#### Énoncé 1
Recopiez à l'identique les lignes des enregistrements comprises entre celle qui contient « metal roof in » et la fin des enregistrements, bornes incluses.

Revenons à Hillel. On a souvent
parlé de lui comme d'un précurseur du
Christianisme; il aurait préparé les
voies à une réforme. Nous-mêmes
avons employé cette expression
(6), mais
à tort ; nos vues se sont modifiées
et nous voudrions expliquer dans quelle mesure
Hillel fut un réformateur, et dans quelle
mesure il n'en fut pas un. Il vivait, avons-nous
dit, sous Hérode le Grand, cent ans avant la
destruction du Temple, par conséquent une
trentaine d'années avant la naissance de
Jésus-Christ, et il mourut au commencement
de l'ère chrétienne. Il arriva au
pouvoir peu de temps après que les
Pharisiens et les Saducéens avaient
cessé leurs guerres civiles, Hérode
étant le maître, il fallait ajourner
toute espérance de triomphe politique. Les
querelles des deux tendances n'étaient plus
que religieuses. Hillel profita de son influence
sur les Pharisiens pour émettre des
idées qui ne reçurent pas, comme
celles de ses prédécesseurs,
l'approbation du parti tout entier ; Schammaï,
qui était son collègue dans le
duumvirat, pensait autrement que lui sur bien des
points. Ils se séparèrent, devinrent
ennemis acharnés et, à partir de ce
jour et pendant toute leur vie, quand l'un dit
,blanc l'autre dit noir, et vice versa. Il est
certain que de Hillel date un schisme dans le parti
pharisien. Celui-ci se divisa. Voilà un
premier fait nouveau ; jusque-là les
Pharisiens avaient vécu
profondément unis. Il n'est donc pas
étonnant que les tins se soient
montrés hostiles à Jésus, et
que d'autres lui aient été
favorables.
Jésus a pu être et a
été, en effet, implacable adversaire
de certaines coutumes pharisiennes; mais, en cela,
il n'attaquait pas nécessairement tous les
Pharisiens, puisque tous ne pensaient plus la
même chose. De là, la
différence d'attitude observée par
les Pharisiens en face du Christ et de ses
disciples dans les Évangiles et dans les
Actes des apôtres. On nous demandera lesquels
des Hillélistes ou des Schammaïstes
lurent plus favorables à
Jésus-Christ? Jusqu'ici on a répondu
: les Hillélistes. Ils avaient
été préparés par leur
maître à être tolérants,
larges, et étaient disposés à
recevoir l'Evangile. Saint Paul, l'un d'eux, ne
s'est-il pas fait chrétien? Les
Schammaïstes devaient être, au
contraire, des ennemis acharnés de
Jésus et de ses apôtres. Cette
réponse est beaucoup trop absolue'; et
à la question que nous venons de poser, nous
répondons : les Hillélistes et les
Schammaïstes furent tantôt hostiles et
tantôt favorables au christianisme naissant.
D'une manière générale les
premiers étaient mieux disposés que
les seconds. Il est certain qu'ils étaient
moins étroits. Dans les Talmuds les
questions controversées sont presque
toujours résolues par les disciples de
Schammaï dans un sens plus conservateur que
par les disciples de Hillel.

#### Énoncé 2
Réécrivez le passage de l'extrait sur Hillel compris entre « D'une manière générale » et « disciples de Hillel. », bornes incluses, en remplaçant « conservateur » par « traditionaliste ».

#### Données affichées
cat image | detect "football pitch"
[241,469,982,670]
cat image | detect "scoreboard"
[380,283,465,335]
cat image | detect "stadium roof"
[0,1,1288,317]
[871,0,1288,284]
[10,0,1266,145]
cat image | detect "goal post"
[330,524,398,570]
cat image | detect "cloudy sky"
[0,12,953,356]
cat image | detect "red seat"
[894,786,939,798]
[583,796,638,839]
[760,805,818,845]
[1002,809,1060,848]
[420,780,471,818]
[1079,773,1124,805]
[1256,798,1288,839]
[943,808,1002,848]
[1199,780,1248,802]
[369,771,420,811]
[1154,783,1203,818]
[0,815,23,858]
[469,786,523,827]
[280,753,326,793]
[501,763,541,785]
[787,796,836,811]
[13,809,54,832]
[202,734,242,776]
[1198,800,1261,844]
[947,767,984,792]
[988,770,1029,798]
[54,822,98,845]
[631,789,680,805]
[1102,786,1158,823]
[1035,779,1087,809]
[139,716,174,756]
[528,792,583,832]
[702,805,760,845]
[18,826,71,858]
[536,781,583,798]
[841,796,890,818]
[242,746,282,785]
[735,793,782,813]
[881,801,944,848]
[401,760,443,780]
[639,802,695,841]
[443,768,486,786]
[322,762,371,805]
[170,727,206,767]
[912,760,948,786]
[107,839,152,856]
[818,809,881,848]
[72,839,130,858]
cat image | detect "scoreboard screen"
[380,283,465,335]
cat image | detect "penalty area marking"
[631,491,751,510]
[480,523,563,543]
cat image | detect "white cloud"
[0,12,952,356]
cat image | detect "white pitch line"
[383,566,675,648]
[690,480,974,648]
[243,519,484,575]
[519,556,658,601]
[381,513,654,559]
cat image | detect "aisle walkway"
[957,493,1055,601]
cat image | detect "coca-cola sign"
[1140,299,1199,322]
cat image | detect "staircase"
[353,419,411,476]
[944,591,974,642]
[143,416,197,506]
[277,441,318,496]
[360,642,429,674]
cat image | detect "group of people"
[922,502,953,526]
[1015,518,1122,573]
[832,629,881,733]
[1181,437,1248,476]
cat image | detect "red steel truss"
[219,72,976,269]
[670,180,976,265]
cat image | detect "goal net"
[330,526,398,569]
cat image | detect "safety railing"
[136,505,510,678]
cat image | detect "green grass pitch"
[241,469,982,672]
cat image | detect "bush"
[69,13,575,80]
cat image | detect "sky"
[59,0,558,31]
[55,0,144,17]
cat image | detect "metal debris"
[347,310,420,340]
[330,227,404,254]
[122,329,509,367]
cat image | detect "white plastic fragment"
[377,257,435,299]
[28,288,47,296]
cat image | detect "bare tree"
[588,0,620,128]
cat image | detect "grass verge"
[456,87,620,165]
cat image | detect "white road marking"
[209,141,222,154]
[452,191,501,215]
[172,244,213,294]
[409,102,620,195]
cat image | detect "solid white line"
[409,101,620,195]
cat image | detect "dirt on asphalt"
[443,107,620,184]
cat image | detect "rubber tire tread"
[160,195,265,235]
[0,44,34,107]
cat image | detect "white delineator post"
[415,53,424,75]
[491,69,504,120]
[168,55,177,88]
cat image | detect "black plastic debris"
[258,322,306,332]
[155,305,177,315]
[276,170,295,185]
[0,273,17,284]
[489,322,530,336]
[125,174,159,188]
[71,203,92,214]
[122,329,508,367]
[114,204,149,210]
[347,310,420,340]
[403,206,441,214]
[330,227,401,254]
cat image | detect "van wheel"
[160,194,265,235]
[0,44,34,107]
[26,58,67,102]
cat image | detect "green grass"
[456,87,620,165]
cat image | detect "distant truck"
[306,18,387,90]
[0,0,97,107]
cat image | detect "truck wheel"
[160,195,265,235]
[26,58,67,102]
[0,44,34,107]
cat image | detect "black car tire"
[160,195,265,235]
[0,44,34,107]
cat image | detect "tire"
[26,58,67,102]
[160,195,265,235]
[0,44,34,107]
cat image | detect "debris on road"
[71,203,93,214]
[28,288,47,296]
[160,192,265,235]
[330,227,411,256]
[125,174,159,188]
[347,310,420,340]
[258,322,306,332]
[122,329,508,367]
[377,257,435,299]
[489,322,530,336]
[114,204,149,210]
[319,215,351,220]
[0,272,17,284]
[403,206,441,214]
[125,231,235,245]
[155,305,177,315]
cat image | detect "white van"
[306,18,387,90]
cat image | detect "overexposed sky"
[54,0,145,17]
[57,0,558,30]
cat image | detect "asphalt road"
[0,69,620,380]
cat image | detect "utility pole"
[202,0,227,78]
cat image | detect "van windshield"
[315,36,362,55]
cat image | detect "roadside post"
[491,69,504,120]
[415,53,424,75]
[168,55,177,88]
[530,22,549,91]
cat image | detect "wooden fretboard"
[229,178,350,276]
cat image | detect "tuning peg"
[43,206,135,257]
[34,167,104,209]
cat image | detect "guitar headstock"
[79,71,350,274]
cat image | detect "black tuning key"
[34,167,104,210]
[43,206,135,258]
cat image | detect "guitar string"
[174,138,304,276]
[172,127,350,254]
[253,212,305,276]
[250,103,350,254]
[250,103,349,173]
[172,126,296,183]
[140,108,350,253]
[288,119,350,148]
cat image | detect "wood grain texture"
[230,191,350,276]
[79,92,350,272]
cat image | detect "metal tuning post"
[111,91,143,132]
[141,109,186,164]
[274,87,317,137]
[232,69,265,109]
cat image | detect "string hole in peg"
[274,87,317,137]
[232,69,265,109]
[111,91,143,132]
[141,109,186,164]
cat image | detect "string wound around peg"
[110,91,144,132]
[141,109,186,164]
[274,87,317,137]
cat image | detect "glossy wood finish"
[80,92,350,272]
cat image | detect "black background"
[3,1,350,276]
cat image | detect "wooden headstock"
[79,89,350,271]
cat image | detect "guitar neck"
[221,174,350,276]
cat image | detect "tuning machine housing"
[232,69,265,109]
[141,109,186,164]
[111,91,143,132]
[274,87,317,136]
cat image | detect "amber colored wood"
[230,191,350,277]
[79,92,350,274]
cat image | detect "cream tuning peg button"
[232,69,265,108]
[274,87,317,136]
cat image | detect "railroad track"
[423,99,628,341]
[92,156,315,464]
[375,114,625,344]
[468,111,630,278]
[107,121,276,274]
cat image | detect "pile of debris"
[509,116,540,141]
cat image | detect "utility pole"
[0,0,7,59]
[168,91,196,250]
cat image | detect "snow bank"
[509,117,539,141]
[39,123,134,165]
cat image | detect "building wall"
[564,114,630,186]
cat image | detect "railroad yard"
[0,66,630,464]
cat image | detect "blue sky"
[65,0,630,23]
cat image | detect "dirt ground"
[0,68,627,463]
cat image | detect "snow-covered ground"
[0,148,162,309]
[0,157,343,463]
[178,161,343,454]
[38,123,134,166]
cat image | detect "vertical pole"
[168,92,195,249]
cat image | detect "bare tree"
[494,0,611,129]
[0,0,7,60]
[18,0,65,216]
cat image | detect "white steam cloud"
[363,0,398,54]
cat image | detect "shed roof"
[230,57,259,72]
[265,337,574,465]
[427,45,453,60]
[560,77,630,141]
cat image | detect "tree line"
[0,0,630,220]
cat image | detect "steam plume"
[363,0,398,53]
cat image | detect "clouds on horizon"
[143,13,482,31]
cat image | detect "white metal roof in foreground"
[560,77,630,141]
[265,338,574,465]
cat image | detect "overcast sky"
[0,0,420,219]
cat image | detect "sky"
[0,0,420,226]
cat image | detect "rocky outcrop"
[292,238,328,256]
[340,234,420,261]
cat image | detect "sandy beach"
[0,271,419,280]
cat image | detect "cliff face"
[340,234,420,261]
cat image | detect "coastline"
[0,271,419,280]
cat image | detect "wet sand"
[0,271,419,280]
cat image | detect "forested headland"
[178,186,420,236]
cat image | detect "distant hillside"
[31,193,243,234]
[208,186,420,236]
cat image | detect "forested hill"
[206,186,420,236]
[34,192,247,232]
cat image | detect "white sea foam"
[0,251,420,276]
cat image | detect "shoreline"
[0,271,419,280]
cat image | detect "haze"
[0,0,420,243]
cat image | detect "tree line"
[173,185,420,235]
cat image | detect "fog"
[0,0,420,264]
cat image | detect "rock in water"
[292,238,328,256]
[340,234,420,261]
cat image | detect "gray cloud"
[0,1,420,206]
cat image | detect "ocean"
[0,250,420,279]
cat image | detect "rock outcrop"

#### Réponse complète 1
cat image | detect "white metal roof in foreground"
[560,77,630,141]
[265,338,574,465]
cat image | detect "overcast sky"
[0,0,420,219]
cat image | detect "sky"
[0,0,420,226]
cat image | detect "rocky outcrop"
[292,238,328,256]
[340,234,420,261]
cat image | detect "sandy beach"
[0,271,419,280]
cat image | detect "cliff face"
[340,234,420,261]
cat image | detect "coastline"
[0,271,419,280]
cat image | detect "wet sand"
[0,271,419,280]
cat image | detect "forested headland"
[178,186,420,236]
cat image | detect "distant hillside"
[31,193,243,234]
[208,186,420,236]
cat image | detect "forested hill"
[206,186,420,236]
[34,192,247,232]
cat image | detect "white sea foam"
[0,251,420,276]
cat image | detect "shoreline"
[0,271,419,280]
cat image | detect "haze"
[0,0,420,243]
cat image | detect "tree line"
[173,185,420,235]
cat image | detect "fog"
[0,0,420,264]
cat image | detect "rock in water"
[292,238,328,256]
[340,234,420,261]
cat image | detect "gray cloud"
[0,1,420,206]
cat image | detect "ocean"
[0,250,420,279]
cat image | detect "rock outcrop"

#### Réponse complète 2
D'une manière générale les
premiers étaient mieux disposés que
les seconds. Il est certain qu'ils étaient
moins étroits. Dans les Talmuds les
questions controversées sont presque
toujours résolues par les disciples de
Schammaï dans un sens plus traditionaliste que
par les disciples de Hillel.